Aufgaben:
1 – Beantworten Sie mithilfe des Textes über die Plattenhüllen aus Gotha diese Fragen:
(a) In welchem Betrieb wurden die Hüllen der Tonträger hergestellt?
(b) Wie lautete die Bezeichnung für den Beruf der Lithografin zu DDR-Zeiten?
(c) Wie viele Personen arbeiteten etwa an der Erstellung eines Covers?
2 – Entscheiden Sie, ob die folgenden Aussagen mit dem Text über die Plattenhüllen aus Gotha übereinstimmen. Antworten Sie jeweils mit Ja oder Nein und zitieren Sie die entscheidenden Worte des Textes.
(a) Die Herstellung eines Covers konnte bis zu einem halben Jahr dauern.
(b) Die Musiker konnten bei der Gestaltung der Cover weitgehend mitbestimmen.
(c) Alle Farben eines Covers wurden gemeinsam auf einer einzigen Folie gerastert.

Vorgegebener Text:
Die Macher dieser Hüllen wurden beneidet, denn sie bekamen angeblich immer die neuesten Lizenzplatten und hatten außerdem noch schöne Poster für die Kinderzimmer des Nachwuchses. So lange es Tonträger, ob Langspielplatten, Singles, Quartettsingles oder Kassetten, vom VEB Deutsche Schallplatten gab, von Amiga, Eterna oder Nova, wurden die Ummantelungen immer im VEB Gotha-Druck „Ernst Thälmann“ hergestellt, insgesamt 8.500. Dieser Betrieb befand sich in einem großen Backsteingebäude im thüringischen Gotha, wo jetzt gesichtslose Supermärkte ihren Schrott feilbieten, Schuh-Hallen hässliche Treter verkaufen und eine weitere Apotheke sinnlose und teure Medikamente anbietet.
Im Nachhinein wird die Herstellung der „Taschen“ gern als Sorgenkind bezeichnet, da man im VEB Gotha-Druck bis zu einem halben Jahr benötigte – von der Überlegung, wie man an das vom VEB Deutsche Schallplatten gelieferte Material herangehen wollte, bis zum Drucken des fertigen Covers. Umbesetzungen einer Band während der Produktionsphase konnten nicht berücksichtigt werden. Aufwendige Gestaltungen wie Klappcover, Einschiebungen oder besondere Farben waren fast unmöglich. Musiker hatten nur wenig Mitspracherecht, selbst wenn das Cover einfallslos oder von übelster Qualität war. Gudrun Bernkopf, die von 1961 bis vor einigen Jahren bei Gotha-Druck als Lithografin arbeitete, wobei dieser Beruf zu DDR-Zeiten Offsetretuscheurin hieß, stellte dazu in einem Interview klar, dass sie und ihre Kollegen für die Qualität nichts konnten, weil Farbe, Papier, Arbeitsgeräte, gelieferte Fotos und Negative oft nicht vom Besten waren.
An der Erstellung eines Covers arbeiteten etwa 20 Personen, unter anderem Fotografen, Drucker und eben Retuscheure. Die von einem Künstler gelieferte Idee musste in Rasterfolien umgesetzt werden – die Schrift immer extra, wobei zu bedenken war, dass in Spiegelschrift gearbeitet werden musste. Die vom Fotografen hergestellten Negative wurden dann von Offsetretuscheuren mit Pinseln und Schabern bearbeitet und mit Blutlaugensalz und Natronlauge geätzt. Jede Farbe hatte ihre eigene Ätzung und wurde auf einer extra Folie gerastert. Der Prozess verlief von der Retusche über die Montage und Druckplattenherstellung bis hin zum Probedruck.

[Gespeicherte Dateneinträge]

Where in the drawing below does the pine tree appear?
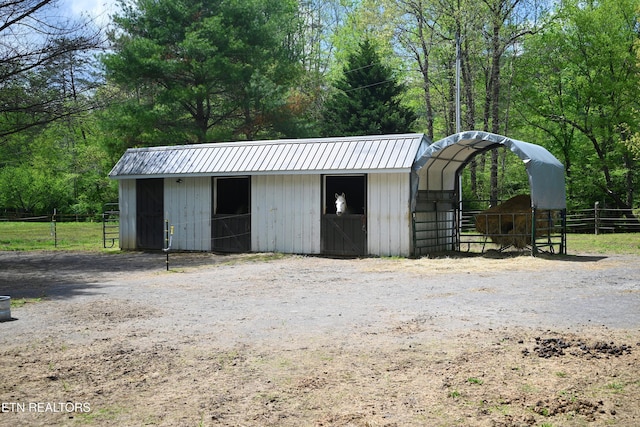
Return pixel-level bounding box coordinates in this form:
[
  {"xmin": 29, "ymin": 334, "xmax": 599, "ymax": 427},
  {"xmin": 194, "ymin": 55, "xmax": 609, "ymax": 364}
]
[{"xmin": 323, "ymin": 40, "xmax": 416, "ymax": 136}]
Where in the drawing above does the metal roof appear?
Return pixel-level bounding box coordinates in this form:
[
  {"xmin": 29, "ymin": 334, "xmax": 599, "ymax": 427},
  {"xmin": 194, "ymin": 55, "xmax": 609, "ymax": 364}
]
[{"xmin": 109, "ymin": 134, "xmax": 430, "ymax": 179}]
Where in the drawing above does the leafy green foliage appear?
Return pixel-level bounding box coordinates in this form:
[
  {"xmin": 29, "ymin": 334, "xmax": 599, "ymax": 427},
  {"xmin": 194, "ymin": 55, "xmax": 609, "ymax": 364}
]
[{"xmin": 103, "ymin": 0, "xmax": 300, "ymax": 146}]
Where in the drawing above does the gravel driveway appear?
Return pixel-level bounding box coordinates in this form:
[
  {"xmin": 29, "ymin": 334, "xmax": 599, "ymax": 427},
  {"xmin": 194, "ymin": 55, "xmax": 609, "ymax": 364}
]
[{"xmin": 0, "ymin": 252, "xmax": 640, "ymax": 426}]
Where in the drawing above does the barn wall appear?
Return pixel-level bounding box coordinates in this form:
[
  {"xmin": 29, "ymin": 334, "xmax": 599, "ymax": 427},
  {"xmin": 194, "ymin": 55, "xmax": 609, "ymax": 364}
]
[
  {"xmin": 367, "ymin": 173, "xmax": 412, "ymax": 256},
  {"xmin": 251, "ymin": 175, "xmax": 322, "ymax": 254},
  {"xmin": 164, "ymin": 177, "xmax": 211, "ymax": 251},
  {"xmin": 118, "ymin": 179, "xmax": 136, "ymax": 249}
]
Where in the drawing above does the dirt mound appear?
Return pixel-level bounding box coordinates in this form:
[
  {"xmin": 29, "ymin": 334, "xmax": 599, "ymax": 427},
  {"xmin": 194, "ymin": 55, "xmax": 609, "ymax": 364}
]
[{"xmin": 476, "ymin": 194, "xmax": 547, "ymax": 249}]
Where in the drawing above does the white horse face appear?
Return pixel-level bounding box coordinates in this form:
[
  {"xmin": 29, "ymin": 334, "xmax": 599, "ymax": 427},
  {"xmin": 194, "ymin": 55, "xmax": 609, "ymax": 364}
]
[{"xmin": 336, "ymin": 193, "xmax": 347, "ymax": 216}]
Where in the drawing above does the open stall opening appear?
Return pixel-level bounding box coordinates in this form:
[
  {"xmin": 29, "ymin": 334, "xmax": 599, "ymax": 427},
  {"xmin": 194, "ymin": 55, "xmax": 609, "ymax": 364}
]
[
  {"xmin": 320, "ymin": 174, "xmax": 367, "ymax": 256},
  {"xmin": 211, "ymin": 176, "xmax": 251, "ymax": 252}
]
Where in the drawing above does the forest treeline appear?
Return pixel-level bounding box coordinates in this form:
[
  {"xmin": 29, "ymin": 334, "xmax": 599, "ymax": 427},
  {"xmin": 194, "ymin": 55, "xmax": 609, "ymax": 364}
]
[{"xmin": 0, "ymin": 0, "xmax": 640, "ymax": 217}]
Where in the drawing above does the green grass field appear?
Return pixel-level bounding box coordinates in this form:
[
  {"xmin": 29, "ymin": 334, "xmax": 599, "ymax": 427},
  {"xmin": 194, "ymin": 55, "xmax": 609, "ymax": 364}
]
[
  {"xmin": 0, "ymin": 222, "xmax": 117, "ymax": 251},
  {"xmin": 0, "ymin": 222, "xmax": 640, "ymax": 255}
]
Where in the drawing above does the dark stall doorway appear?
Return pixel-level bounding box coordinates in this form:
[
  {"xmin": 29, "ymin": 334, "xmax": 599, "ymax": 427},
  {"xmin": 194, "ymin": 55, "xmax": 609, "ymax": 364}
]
[
  {"xmin": 136, "ymin": 178, "xmax": 164, "ymax": 249},
  {"xmin": 320, "ymin": 175, "xmax": 367, "ymax": 256},
  {"xmin": 211, "ymin": 176, "xmax": 251, "ymax": 252}
]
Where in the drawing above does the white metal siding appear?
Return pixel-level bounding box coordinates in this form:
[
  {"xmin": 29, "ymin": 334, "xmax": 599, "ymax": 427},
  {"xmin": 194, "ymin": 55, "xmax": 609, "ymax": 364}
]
[
  {"xmin": 367, "ymin": 173, "xmax": 412, "ymax": 256},
  {"xmin": 118, "ymin": 179, "xmax": 136, "ymax": 249},
  {"xmin": 251, "ymin": 175, "xmax": 322, "ymax": 254},
  {"xmin": 164, "ymin": 177, "xmax": 211, "ymax": 251}
]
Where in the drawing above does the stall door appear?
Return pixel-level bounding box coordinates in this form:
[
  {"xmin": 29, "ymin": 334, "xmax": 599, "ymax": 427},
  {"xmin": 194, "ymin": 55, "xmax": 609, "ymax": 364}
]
[
  {"xmin": 211, "ymin": 177, "xmax": 251, "ymax": 252},
  {"xmin": 136, "ymin": 178, "xmax": 164, "ymax": 249},
  {"xmin": 320, "ymin": 175, "xmax": 367, "ymax": 256}
]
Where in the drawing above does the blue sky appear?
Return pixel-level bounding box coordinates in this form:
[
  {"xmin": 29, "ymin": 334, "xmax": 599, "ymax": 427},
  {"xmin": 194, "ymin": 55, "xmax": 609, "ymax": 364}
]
[{"xmin": 60, "ymin": 0, "xmax": 117, "ymax": 24}]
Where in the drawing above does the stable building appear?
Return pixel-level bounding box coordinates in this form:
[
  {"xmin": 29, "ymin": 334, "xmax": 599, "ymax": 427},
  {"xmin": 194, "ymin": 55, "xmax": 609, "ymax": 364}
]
[{"xmin": 109, "ymin": 132, "xmax": 564, "ymax": 256}]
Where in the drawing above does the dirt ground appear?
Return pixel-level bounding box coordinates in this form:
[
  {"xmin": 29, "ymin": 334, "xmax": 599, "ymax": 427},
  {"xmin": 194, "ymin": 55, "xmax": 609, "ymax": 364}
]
[{"xmin": 0, "ymin": 252, "xmax": 640, "ymax": 427}]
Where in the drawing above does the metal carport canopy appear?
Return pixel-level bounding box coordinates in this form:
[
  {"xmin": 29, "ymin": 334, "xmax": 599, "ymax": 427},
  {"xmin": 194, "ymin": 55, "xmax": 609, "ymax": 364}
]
[{"xmin": 413, "ymin": 131, "xmax": 566, "ymax": 209}]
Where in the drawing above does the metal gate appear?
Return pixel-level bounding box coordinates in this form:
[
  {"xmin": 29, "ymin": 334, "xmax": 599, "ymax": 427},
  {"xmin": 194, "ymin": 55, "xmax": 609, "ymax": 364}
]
[{"xmin": 320, "ymin": 214, "xmax": 367, "ymax": 256}]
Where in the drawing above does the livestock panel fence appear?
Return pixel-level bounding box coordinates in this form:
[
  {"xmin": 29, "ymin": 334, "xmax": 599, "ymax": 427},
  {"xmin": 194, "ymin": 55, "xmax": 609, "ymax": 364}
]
[
  {"xmin": 0, "ymin": 203, "xmax": 119, "ymax": 251},
  {"xmin": 0, "ymin": 203, "xmax": 640, "ymax": 251}
]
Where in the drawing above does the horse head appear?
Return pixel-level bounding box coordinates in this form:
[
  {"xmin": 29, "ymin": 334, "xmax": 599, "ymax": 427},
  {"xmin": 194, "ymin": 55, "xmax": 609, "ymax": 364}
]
[{"xmin": 336, "ymin": 193, "xmax": 347, "ymax": 216}]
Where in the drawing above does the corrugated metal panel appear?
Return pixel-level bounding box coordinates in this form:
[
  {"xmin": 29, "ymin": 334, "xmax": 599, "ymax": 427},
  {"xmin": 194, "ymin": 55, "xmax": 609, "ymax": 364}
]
[
  {"xmin": 109, "ymin": 134, "xmax": 429, "ymax": 179},
  {"xmin": 367, "ymin": 173, "xmax": 411, "ymax": 256}
]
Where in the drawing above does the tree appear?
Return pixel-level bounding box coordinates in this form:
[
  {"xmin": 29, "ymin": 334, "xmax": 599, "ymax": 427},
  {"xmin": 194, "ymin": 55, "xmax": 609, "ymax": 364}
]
[
  {"xmin": 323, "ymin": 39, "xmax": 416, "ymax": 136},
  {"xmin": 103, "ymin": 0, "xmax": 300, "ymax": 145},
  {"xmin": 0, "ymin": 0, "xmax": 102, "ymax": 140},
  {"xmin": 517, "ymin": 0, "xmax": 640, "ymax": 217}
]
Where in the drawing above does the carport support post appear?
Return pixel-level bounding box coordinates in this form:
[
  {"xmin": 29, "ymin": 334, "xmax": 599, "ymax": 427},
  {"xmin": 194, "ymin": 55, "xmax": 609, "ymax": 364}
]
[
  {"xmin": 531, "ymin": 208, "xmax": 538, "ymax": 256},
  {"xmin": 164, "ymin": 219, "xmax": 169, "ymax": 271}
]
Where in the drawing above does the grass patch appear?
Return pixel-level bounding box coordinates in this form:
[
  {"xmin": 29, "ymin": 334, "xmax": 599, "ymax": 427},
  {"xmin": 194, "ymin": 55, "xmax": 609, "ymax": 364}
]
[{"xmin": 567, "ymin": 233, "xmax": 640, "ymax": 255}]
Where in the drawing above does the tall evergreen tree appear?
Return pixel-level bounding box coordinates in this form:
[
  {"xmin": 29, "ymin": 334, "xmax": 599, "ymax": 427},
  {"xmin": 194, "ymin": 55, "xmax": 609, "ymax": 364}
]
[{"xmin": 323, "ymin": 39, "xmax": 416, "ymax": 136}]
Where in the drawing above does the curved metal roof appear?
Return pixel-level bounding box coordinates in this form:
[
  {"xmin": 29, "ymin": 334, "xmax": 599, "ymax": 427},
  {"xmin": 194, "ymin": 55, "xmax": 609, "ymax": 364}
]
[
  {"xmin": 413, "ymin": 131, "xmax": 566, "ymax": 209},
  {"xmin": 109, "ymin": 134, "xmax": 430, "ymax": 179}
]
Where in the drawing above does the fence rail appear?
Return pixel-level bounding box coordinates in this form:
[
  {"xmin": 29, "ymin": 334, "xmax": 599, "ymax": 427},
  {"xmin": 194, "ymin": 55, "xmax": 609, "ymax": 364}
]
[
  {"xmin": 567, "ymin": 203, "xmax": 640, "ymax": 234},
  {"xmin": 0, "ymin": 203, "xmax": 640, "ymax": 250}
]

Lösungen:
1 –
(a) Im VEB Gotha-Druck „Ernst Thälmann“ im thüringischen Gotha.
(b) Offsetretuscheurin.
(c) Etwa 20 Personen.

2 –
(a) Ja: „da man im VEB Gotha-Druck bis zu einem halben Jahr benötigte“
(b) Nein: „Musiker hatten nur wenig Mitspracherecht“
(c) Nein: „Jede Farbe hatte ihre eigene Ätzung und wurde auf einer extra Folie gerastert.“